• **RECORDS SUPPLIED**
<<<<

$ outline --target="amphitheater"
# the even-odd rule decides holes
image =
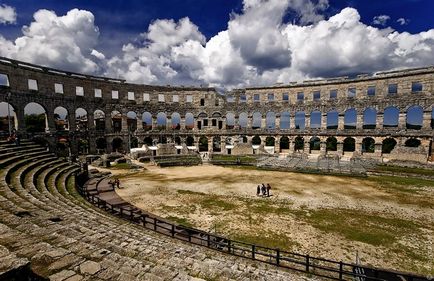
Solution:
[[[10,109],[1,130],[12,124],[22,136],[20,146],[0,142],[0,280],[428,280],[171,224],[116,194],[104,199],[107,178],[86,181],[86,165],[65,156],[131,152],[168,165],[242,164],[249,156],[266,168],[344,173],[388,162],[432,169],[433,67],[221,94],[0,58],[0,82],[0,105]],[[44,126],[30,126],[32,114]]]

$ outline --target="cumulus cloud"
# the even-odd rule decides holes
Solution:
[[[407,25],[410,22],[410,20],[405,18],[399,18],[396,20],[396,22],[399,23],[400,25]]]
[[[70,71],[99,70],[91,59],[99,35],[91,12],[73,9],[57,16],[53,11],[39,10],[33,18],[29,26],[22,28],[23,36],[14,42],[0,37],[2,56]]]
[[[14,24],[17,22],[17,12],[14,7],[6,4],[0,5],[0,23]]]
[[[388,16],[364,24],[354,8],[325,18],[327,7],[327,0],[244,0],[208,40],[189,18],[158,19],[113,57],[96,50],[92,13],[40,10],[23,36],[0,35],[0,54],[136,83],[226,88],[434,64],[434,29],[400,33],[384,28]]]
[[[379,16],[374,17],[374,19],[372,20],[372,23],[376,24],[376,25],[386,26],[386,24],[389,20],[390,20],[390,16],[379,15]]]

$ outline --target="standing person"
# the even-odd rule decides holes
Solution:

>>>>

• **PROBLEM REQUIREMENTS**
The entries above are to be printed again word for word, with every picture removed.

• **YOUR SOLUTION**
$ outline --target="amphitheater"
# the even-odd rule decides holes
image =
Solution:
[[[10,109],[1,130],[12,124],[22,136],[20,146],[0,142],[0,280],[428,280],[171,224],[116,194],[104,199],[107,178],[86,181],[86,165],[65,156],[131,152],[168,165],[242,164],[249,156],[266,168],[344,173],[388,162],[432,169],[433,67],[221,94],[0,58],[0,82],[0,105]],[[44,126],[30,126],[32,114]]]

$ outline --target="cumulus cloud"
# the even-odd rule decides holes
Solution:
[[[407,25],[410,22],[410,20],[405,18],[399,18],[396,20],[396,22],[399,23],[400,25]]]
[[[70,71],[99,70],[91,59],[99,35],[91,12],[73,9],[57,16],[53,11],[39,10],[33,18],[29,26],[22,28],[23,36],[14,42],[0,37],[2,56]]]
[[[14,24],[17,22],[17,12],[14,7],[6,4],[0,5],[0,23]]]
[[[388,16],[364,24],[354,8],[325,18],[327,7],[327,0],[244,0],[208,40],[189,18],[158,19],[113,57],[96,50],[92,13],[40,10],[23,36],[0,35],[0,54],[136,83],[226,88],[434,64],[434,29],[400,33],[384,28]]]
[[[379,16],[374,17],[374,19],[372,20],[372,23],[376,24],[376,25],[386,26],[386,24],[389,20],[390,20],[390,16],[379,15]]]

$ outline --target="standing person"
# the even-odd rule decides holes
Solution:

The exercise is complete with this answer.